--- Data to use ---
------------------------------
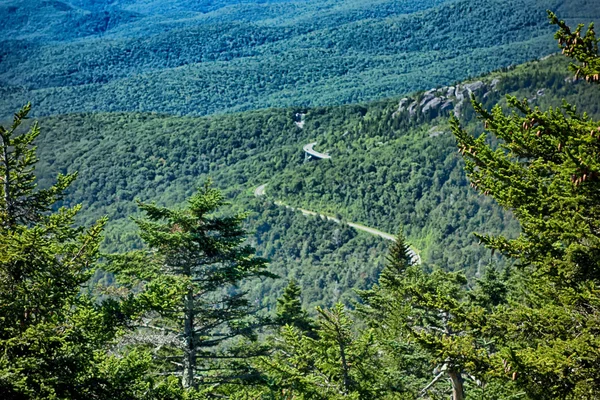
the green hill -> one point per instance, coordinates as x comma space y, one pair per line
394, 166
198, 58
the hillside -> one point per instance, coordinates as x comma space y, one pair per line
394, 166
198, 58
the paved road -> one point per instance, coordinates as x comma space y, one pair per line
309, 149
260, 191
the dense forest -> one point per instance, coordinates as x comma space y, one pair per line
145, 255
389, 170
215, 57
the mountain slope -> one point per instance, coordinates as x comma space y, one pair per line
394, 166
232, 57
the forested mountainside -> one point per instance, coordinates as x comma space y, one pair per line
197, 58
394, 166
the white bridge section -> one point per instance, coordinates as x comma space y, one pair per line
311, 153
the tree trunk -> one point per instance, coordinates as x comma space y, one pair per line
6, 178
457, 385
189, 356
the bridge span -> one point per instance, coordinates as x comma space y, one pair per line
310, 153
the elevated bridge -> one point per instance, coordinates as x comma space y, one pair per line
310, 153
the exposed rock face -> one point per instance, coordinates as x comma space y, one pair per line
432, 104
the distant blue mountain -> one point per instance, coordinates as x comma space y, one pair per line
204, 57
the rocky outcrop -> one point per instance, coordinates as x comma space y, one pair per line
446, 98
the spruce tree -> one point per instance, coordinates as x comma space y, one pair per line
546, 170
335, 363
54, 341
289, 309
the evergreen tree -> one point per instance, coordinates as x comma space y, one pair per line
54, 341
194, 263
289, 309
546, 169
430, 320
336, 363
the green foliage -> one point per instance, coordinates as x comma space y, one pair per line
388, 169
337, 364
199, 59
289, 309
546, 171
204, 255
54, 341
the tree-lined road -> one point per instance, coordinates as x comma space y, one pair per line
260, 191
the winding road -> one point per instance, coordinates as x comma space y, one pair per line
416, 258
308, 149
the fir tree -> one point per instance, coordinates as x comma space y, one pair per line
289, 309
54, 341
547, 171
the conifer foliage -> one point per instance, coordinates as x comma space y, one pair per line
195, 260
54, 341
547, 171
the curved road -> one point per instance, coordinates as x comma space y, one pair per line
308, 148
416, 258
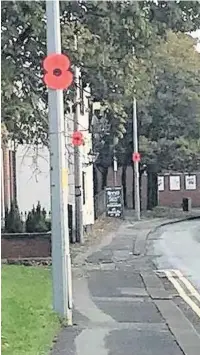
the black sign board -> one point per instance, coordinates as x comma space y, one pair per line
114, 201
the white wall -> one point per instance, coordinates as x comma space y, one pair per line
33, 178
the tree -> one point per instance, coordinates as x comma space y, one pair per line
115, 42
171, 135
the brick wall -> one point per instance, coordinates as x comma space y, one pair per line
25, 245
174, 198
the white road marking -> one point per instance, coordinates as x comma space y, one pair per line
182, 293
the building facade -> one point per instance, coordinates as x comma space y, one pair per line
31, 166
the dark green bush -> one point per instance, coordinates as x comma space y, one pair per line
36, 220
13, 222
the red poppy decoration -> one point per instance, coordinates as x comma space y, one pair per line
77, 138
136, 157
57, 74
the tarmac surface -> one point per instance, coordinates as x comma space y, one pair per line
123, 305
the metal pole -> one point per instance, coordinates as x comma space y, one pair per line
136, 165
61, 262
115, 169
77, 161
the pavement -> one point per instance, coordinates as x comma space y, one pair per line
124, 304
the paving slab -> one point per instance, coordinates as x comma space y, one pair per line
122, 306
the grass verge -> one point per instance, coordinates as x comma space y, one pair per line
28, 323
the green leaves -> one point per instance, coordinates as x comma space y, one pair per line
125, 49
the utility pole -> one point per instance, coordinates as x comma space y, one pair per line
115, 168
77, 159
136, 164
61, 262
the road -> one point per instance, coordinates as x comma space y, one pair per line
121, 305
178, 247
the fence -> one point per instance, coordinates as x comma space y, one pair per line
99, 204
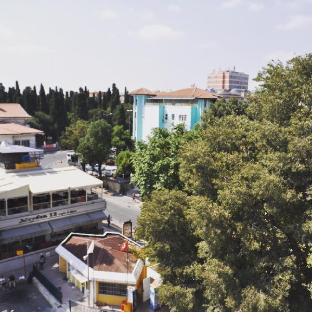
------------------------------
--- Your objective ---
Would you write each entry out again exactly, omitting the images?

--- Output below ---
the green hill -> one point per instance, coordinates as x comma space y, one pair per line
394, 166
198, 58
the hillside -> one point per instance, coordinates as x comma space y, one pair per line
394, 166
198, 58
the paved road -> one point per instance, coordinates as x comma space y, one pair per line
309, 149
260, 191
the dense forest -> one point per instance, coordinates as x comma space y, one pair per line
145, 255
389, 170
215, 57
the mountain slope -> one point per instance, coordinates as x comma space y, one pair per line
394, 166
232, 57
the forested mountainside -> one point per instance, coordinates as x comma space y, one pair per line
197, 58
394, 166
the white bridge section -> one point per instance, coordinates as x comma space y, one pair per line
311, 153
the tree trunk -> one point per instance, coordinates as x comma space y, one pair per line
6, 178
457, 385
189, 356
the bridge span -> one point per instance, coordinates as x comma space y, one pair per line
310, 153
the elevated bridge -> one point per instance, coordinates as x comma space y, one pair per line
310, 153
the exposed rock face -> one point per instance, coordinates as x comma space y, one pair per line
432, 104
the distant blue mountain -> one point per instance, coordinates as x comma space y, one pair per line
204, 57
the rocky outcrop -> one point per instance, coordinates as x comma space y, one pair per line
446, 98
the spruce tree -> one point per instance, coordinates as x comma space y, one pair per line
546, 170
335, 363
54, 341
289, 309
the evergreen tree -> one point per instance, coordinates as x comma space y, one pair per line
54, 341
194, 263
289, 309
546, 169
430, 320
336, 363
the green foliage -> one point per instance, coordinates as x comma space y, one pair per line
388, 169
337, 364
199, 59
289, 309
546, 171
204, 255
54, 341
the tree-lined road -> one point per instance, coordinates as x comma space y, one pair per line
260, 191
the winding road -> one point per instance, coordinates as x comma space y, one pair per line
416, 258
308, 149
the fir tree -> one point per instance, coordinates as x comma space y, one pair per line
289, 309
54, 341
547, 171
the conifer foliage -> one point per instance, coordinates as x comma space y, one pair per line
195, 260
54, 341
547, 171
the curved road -> one point per instance, coordinates as x comma space y, one pair per line
308, 148
416, 258
the black sign board -> one point per instance, coordinates as x comma space y, one pair per line
114, 201
the white wall -> one point per instance, coordinates as x comma space y, one pair per line
33, 178
the tree -> one point per instance, coordinates as x comma space y, one pair per line
115, 42
171, 135
the brick wall -> one point per instance, coordinates as x comma space y, one pair per line
25, 245
174, 198
the white road marking -> one point per instance, coordinates as x comma space y, one pair per line
182, 293
the building facade -> one point per instance, coordinates as x comma space y, one pair per line
31, 166
the dark green bush -> one point per instance, coordinates as x comma space y, one pair per line
36, 220
13, 222
the red poppy decoration -> one point per instance, coordinates as x comma space y, one pair per line
77, 138
136, 157
57, 74
the tarmac surface -> one point per instance, coordinates as x comma space y, one pair per line
123, 305
the metal pole -> one point per instance, coordinates as x comma space y, one pair per line
136, 165
61, 262
115, 169
77, 161
the pavement -> one point per instance, coordinates as x comma space y, one pair per line
124, 304
the paving slab -> one point per instance, coordinates as x comma space y, one pair per line
122, 306
the grass verge -> one point per instance, coordinates as x comma space y, one pair per line
28, 323
the green leaves -> one point per instance, coordinates as x comma space y, one pair per line
125, 49
the utility pole -> one point per instance, coordinates as x comma space y, one pair per line
115, 168
77, 159
136, 164
61, 262
the road -> one point per instance, coordinates as x comma space y, one pair per line
121, 305
178, 247
the fence -> one point per instance, coordinates as x comma space y, one pair per line
99, 204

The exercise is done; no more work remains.